- [SUPPLIED RECORDS]:
-=-=-=-=-
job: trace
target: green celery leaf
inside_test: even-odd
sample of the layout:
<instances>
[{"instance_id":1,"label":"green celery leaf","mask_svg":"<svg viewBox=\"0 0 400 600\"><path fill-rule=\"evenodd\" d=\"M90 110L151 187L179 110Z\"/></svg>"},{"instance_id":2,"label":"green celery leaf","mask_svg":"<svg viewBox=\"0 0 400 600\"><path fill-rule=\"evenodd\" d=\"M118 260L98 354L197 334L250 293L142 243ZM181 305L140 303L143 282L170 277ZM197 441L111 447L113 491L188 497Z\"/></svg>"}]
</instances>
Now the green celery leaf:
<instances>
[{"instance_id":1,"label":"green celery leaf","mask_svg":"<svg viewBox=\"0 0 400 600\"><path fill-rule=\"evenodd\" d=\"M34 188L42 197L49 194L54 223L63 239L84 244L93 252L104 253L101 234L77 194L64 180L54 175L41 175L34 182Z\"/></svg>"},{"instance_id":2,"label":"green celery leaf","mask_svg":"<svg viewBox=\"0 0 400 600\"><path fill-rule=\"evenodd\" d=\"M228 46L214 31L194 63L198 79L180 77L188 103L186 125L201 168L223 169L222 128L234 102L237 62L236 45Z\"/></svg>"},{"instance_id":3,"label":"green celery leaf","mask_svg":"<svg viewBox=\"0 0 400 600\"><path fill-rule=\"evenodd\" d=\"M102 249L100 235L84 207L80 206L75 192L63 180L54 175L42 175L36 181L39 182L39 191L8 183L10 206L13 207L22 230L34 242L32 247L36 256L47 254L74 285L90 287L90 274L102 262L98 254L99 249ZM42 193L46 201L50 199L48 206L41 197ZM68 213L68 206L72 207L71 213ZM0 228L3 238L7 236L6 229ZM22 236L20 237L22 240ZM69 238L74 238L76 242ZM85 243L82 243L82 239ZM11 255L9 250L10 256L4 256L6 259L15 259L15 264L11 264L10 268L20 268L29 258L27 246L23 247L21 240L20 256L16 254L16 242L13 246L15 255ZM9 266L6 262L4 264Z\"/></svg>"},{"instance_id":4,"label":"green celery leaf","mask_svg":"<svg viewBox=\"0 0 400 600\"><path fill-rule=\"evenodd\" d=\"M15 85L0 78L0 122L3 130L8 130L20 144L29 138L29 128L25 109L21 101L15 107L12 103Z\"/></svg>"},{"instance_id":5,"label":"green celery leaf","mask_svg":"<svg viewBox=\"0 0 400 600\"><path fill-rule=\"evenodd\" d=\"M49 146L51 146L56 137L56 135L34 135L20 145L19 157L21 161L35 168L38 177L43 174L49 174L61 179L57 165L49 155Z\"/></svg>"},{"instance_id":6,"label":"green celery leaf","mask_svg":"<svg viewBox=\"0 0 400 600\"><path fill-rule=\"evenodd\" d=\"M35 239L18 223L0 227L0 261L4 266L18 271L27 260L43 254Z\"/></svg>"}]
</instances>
-=-=-=-=-
- [WHAT YOU NEED TO DO]: The entries above are to be retyped exactly.

- [FINISHED TASK]:
job: trace
target: green celery leaf
inside_test: even-odd
sample of the layout:
<instances>
[{"instance_id":1,"label":"green celery leaf","mask_svg":"<svg viewBox=\"0 0 400 600\"><path fill-rule=\"evenodd\" d=\"M90 110L151 187L179 110Z\"/></svg>"},{"instance_id":2,"label":"green celery leaf","mask_svg":"<svg viewBox=\"0 0 400 600\"><path fill-rule=\"evenodd\" d=\"M118 260L98 354L197 334L250 293L142 243ZM181 305L140 303L143 282L170 277ZM197 441L111 447L113 491L188 497Z\"/></svg>"}]
</instances>
Now the green celery leaf:
<instances>
[{"instance_id":1,"label":"green celery leaf","mask_svg":"<svg viewBox=\"0 0 400 600\"><path fill-rule=\"evenodd\" d=\"M34 188L42 197L49 194L54 223L63 239L84 244L93 252L104 253L101 234L77 194L64 180L54 175L41 175L34 182Z\"/></svg>"},{"instance_id":2,"label":"green celery leaf","mask_svg":"<svg viewBox=\"0 0 400 600\"><path fill-rule=\"evenodd\" d=\"M228 46L214 31L194 63L198 79L180 77L188 103L186 125L201 168L223 169L222 128L234 102L237 62L236 45Z\"/></svg>"},{"instance_id":3,"label":"green celery leaf","mask_svg":"<svg viewBox=\"0 0 400 600\"><path fill-rule=\"evenodd\" d=\"M102 249L100 235L84 207L80 206L75 192L63 180L54 175L42 175L36 181L39 182L39 191L8 183L10 206L13 207L22 230L34 242L32 247L36 256L47 254L74 285L90 287L90 274L102 262L98 254L99 249ZM42 193L46 201L50 199L48 206L41 197ZM68 213L68 206L72 207L71 213ZM0 228L3 238L7 236L6 229ZM22 236L20 237L22 240ZM69 238L74 238L76 242ZM85 243L82 243L82 239ZM11 255L9 250L10 256L4 256L6 259L15 259L15 264L11 264L10 268L20 268L29 258L27 246L23 247L21 240L20 256L16 254L16 242L13 246L15 255ZM9 266L6 262L4 264Z\"/></svg>"},{"instance_id":4,"label":"green celery leaf","mask_svg":"<svg viewBox=\"0 0 400 600\"><path fill-rule=\"evenodd\" d=\"M15 85L0 78L0 122L3 130L8 130L20 144L29 138L29 128L25 109L21 101L15 107L12 103Z\"/></svg>"},{"instance_id":5,"label":"green celery leaf","mask_svg":"<svg viewBox=\"0 0 400 600\"><path fill-rule=\"evenodd\" d=\"M49 146L51 146L56 137L56 135L34 135L20 145L19 157L21 161L35 168L38 177L43 174L49 174L61 179L57 165L49 155Z\"/></svg>"},{"instance_id":6,"label":"green celery leaf","mask_svg":"<svg viewBox=\"0 0 400 600\"><path fill-rule=\"evenodd\" d=\"M35 239L18 223L0 227L0 261L4 266L18 271L27 260L43 254Z\"/></svg>"}]
</instances>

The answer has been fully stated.